What to do –
1. From the obituary of Jerrie Nash, list the activities she enjoyed at the cottage on Stafford Pond.
2. According to the obituary of Jerrie Nash, who performed the heart surgery that saved her life?
3. Carry on the obituary of Jerrie Nash from its last sentence.

Given passage –
▬▬▬▬▬▬

NORTHERN VERMONT – Jerrie Nash of Northern Vermont died unexpectedly on November 23.
In her vast library of books were tucked hundreds of four-leaf clovers that she had found over the years. Truly, she was a lucky and well-read woman.
Born in 1943 in Spokane, Wash., with “blue baby syndrome” Tetralogy of Fallot, Jerrie (Greene) was not expected to live past age twelve. A then-revolutionary heart surgery saved her life in 1956 at Boston Children’s Hospital. Dr. William Hardy Hendren III performed the Blalock-Thomas shunt surgery that allowed Jerrie to live into adulthood, where she continually defied the odds and defined her own life.
She loved growing up on Doherty Street in Fall River, Mass., where she felt deeply tied to her three brothers Al, Roger, and Danny and to her parents Hyalie and Leo Greene (Z”L). Her fondest memories were of summers at their cottage on Stafford Pond. There, Jerrie enjoyed learning the constellations, cooking food on an outdoor fire, swimming constantly, and picking blueberries. Summers on Stafford Pond shaped Jerrie’s lifelong love of nature.

▬▬▬▬▬▬

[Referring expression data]

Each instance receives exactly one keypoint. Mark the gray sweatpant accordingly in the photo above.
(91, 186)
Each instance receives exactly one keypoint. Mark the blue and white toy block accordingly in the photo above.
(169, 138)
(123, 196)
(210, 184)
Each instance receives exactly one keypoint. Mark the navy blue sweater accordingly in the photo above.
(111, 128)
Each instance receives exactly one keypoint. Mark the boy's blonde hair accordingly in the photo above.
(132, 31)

▬▬▬▬▬▬

Per-task answers –
1.
Learning the constellations
Cooking food on an outdoor fire
Swimming constantly
Picking blueberries

2. Dr. William Hardy Hendren III

3.
Jerrie graduated from Durfey High School in 1961 and went to Marlborough College in 1961-1963 and met Pat Nash, whom she married. The two moved to Eden where they built a log house and had a daughter, Sarah. Jerrie enjoyed the rural life: raising goats and chickens, making bread and yogurt, knitting and sewing homemade clothes, growing a big garden, appreciating nature, and reading literature. From Eden, they moved to Walden and had a son, Eben. When Jerrie and Pat parted ways, Jerrie continued to live in Central Vermont, raising her kids with deep ties to nature.
While living in Cabot, she met Peter Sherwin, and they had a daughter, Rosemary. With her three children, Jerrie shared a deep love of nature, wild foods, folk art, poetry, and stories. She deeply valued education and earned her BA from Johnson State College while working and being a single mother. She loved literature, had an incredible talent for memorizing and reciting poems. She loved to read aloud and had a great reading voice. In addition to finding four-leaf clovers, she had a knack for finding chanterelles and wild blueberries. She knew hundreds of woodland flowers and especially liked identifying the spring ephemerals.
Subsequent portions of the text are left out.